> [Written task 1] Transcribe the dataset entries word for word, everything from the first entry line down to the line containing "[383,166,511,234]", with both ends included.

> [Text provided]
Using the same methodology, which prioritises nations’ historical responsibility and financial capacity to act, the US branch of Climate Action Network (CAN) has called for a “fair share” target of cutting US emissions by 195% below 2005 levels by 2030. NGOs in the UK have called for a similar reduction target of 200% below 1990 levels.
In both cases, national “fair shares” far exceed their emissions today, meaning that to achieve equitable outcomes the countries would be required to contribute significant financial support to ensure cuts in other countries. (See: Climate debt and climate finance.)
By contrast, as the chart below from 2018 shows, the CERP approach suggests that the global south, including large emerging economies, have been taking on their fair shares. (The black horizontal lines show the amount of emissions reductions per capita in 2030, as implied by the nation’s NDC at the time, compared to the coloured lines which show “fair” reductions under different equity settings.)
The Civil Society Review notes that despite China and India meeting its definition of fair shares, they would still need to undertake far greater emissions cuts in the future, supported by international finance, or the 1.5C goal will be “quite impossible”.
However, it notes that it is “hard to see how this could possibly happen while the richer countries continue to expect a free ride”.
Other attempts to calculate “fair shares” place greater responsibility on global south nations.
For example, in its most recent update, Climate Action Tracker (CAT) – an independent analysis of climate pledges produced by two research organisations – deemed both India and China’s commitments to be “highly insufficient” based on their “fair shares”.
CAT has developed its own methodology based on a review of dozens of papers examining “fair shares”, which gives equal weight to equity considerations beyond historical responsibility and capacity, such as the relative cost-effectiveness of climate action.
Höhne, who leads CAT, tells Carbon Brief that while it is “super clear” that industrialised countries need to support other nations financially:
“…the closer we come to the 1.5C limit, the less relevant is the question of what is a fair share because we simply have to reduce emissions drastically. Everybody has to do it.”
They argue that, otherwise, wealthy nations get a free pass for using emissions-intensive products that are made in countries such as China.
While the international reporting system is based on territorial emissions, even splitting up emissions by country could be viewed as an imperfect way of deciding fairness, given the large financial and emissions-related inequality that exists in many societies.
Dr Saleemul Huq, who is based at ICCCAD, says this “rich people vs. poor people” framing is important when discussing climate justice.
“Those of us who produce more than our fair share of emissions – and I include myself in that group – we owe something to the victims of our pollution.”
This is recognised in the Bali Principles of Climate Justice, developed by NGOs in 2002, which note that “unsustainable consumption exists primarily in the north, but also among elites within the south”. Indian journalist Praful Bidwai has described the focus on national per capita emissions as “a shield that enables India’s elite to hide behind the poor”.
The UNEP chart below shows the vast inequality in emissions output between the world’s rich and poor. Its analysis suggests that a top 1% earner – someone earning over $109,000 (£80,000) per year – will need to cut their personal emissions by 97% to reach a “fair share” level by 2030, in line with the 1.5C target, indicated by the purple line.
Analysis conducted for Oxfam found that, in 2015, around half the emissions of the richest 10% – with an income of over $38,000 (£28,000) – were associated with people in the EU and the US. Around a fifth of these emissions were produced by people in China and India.

> [Written task 2] According to the text on climate "fair shares," what 2030 emissions target has the US branch of Climate Action Network called for?

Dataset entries
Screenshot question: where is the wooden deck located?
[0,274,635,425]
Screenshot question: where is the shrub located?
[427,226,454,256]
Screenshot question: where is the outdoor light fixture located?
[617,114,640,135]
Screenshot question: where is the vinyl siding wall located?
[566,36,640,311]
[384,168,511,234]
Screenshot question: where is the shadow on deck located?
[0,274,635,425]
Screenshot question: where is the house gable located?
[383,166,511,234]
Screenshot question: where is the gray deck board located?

> [Problem solution 1]
Screenshot question: where is the wooden deck located?
[0,274,635,425]
Screenshot question: where is the shrub located?
[427,226,454,256]
Screenshot question: where is the outdoor light fixture located?
[617,114,640,135]
Screenshot question: where is the vinyl siding wall located?
[566,36,640,311]
[384,168,511,234]
Screenshot question: where is the shadow on deck located?
[0,274,635,425]
Screenshot question: where is the house gable located?
[383,166,511,234]

> [Problem solution 2] It has called for cutting US emissions by 195% below 2005 levels by 2030.